§ **PROBLEM STATEMENT**: Can you print, word for word, the material from the line with "Practice step: find the white bed" up to and including the last line of the material?

§ **RECORDED DATA**:

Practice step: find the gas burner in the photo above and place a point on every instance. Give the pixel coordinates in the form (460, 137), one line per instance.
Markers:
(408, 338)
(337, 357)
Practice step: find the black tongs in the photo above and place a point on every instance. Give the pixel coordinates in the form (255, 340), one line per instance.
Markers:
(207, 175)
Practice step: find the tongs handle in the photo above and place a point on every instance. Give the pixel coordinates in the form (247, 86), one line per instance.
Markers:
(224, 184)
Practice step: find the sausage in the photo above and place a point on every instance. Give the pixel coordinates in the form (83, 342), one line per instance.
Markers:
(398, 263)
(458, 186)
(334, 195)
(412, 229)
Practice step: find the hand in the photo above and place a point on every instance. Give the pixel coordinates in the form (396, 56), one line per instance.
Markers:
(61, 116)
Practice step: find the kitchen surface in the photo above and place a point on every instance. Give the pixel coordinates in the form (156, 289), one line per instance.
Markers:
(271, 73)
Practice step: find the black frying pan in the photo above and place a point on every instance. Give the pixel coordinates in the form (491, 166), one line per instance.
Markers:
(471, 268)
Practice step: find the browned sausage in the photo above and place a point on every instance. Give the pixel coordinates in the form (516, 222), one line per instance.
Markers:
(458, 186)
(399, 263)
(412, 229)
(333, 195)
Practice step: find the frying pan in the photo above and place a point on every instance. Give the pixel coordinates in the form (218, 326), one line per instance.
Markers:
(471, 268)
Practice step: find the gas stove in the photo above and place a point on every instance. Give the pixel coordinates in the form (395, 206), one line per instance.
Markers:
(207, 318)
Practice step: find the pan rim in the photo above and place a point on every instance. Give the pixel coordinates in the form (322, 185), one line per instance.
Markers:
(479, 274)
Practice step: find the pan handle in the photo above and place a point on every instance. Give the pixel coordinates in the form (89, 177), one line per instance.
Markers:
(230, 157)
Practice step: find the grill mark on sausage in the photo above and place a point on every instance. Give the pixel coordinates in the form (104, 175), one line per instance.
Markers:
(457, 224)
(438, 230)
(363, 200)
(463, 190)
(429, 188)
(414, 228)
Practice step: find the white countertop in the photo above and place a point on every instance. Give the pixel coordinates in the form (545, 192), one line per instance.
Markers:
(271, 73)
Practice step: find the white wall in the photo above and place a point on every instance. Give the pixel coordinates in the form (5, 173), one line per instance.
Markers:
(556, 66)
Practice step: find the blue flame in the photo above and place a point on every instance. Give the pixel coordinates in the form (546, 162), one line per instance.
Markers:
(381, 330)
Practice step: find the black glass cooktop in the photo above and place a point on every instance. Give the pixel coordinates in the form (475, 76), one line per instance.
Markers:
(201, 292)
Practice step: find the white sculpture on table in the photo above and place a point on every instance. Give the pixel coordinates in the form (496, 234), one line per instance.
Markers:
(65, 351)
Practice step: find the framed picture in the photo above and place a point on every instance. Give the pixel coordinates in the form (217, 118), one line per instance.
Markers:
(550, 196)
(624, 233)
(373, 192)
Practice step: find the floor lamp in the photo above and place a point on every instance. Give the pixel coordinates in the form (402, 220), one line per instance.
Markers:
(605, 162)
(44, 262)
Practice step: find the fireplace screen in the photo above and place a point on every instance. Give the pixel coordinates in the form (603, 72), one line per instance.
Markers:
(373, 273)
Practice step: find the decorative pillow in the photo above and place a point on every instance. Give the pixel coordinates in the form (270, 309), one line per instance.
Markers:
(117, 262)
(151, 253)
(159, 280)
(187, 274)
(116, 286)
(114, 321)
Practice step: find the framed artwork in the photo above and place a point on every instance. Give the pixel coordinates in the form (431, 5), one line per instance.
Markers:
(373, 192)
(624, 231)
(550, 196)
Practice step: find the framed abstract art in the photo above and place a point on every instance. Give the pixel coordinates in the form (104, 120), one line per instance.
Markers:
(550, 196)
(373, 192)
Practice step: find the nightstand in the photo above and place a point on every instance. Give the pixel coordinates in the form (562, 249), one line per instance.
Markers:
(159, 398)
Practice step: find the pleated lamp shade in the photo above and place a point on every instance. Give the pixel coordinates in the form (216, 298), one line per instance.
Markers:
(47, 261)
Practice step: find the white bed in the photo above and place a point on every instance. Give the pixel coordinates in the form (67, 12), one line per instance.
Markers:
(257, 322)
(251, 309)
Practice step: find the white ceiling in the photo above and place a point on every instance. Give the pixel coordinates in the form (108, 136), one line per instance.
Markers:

§ **TASK ANSWER**:
Practice step: find the white bed in the photo above and place a point on every instance. Give the pixel coordinates in the form (67, 12), one line per instance.
Markers:
(257, 322)
(251, 309)
Practice step: find the white ceiling in the photo above and place a point on every instance. Give the pixel coordinates in the form (108, 136), one line per instance.
Markers:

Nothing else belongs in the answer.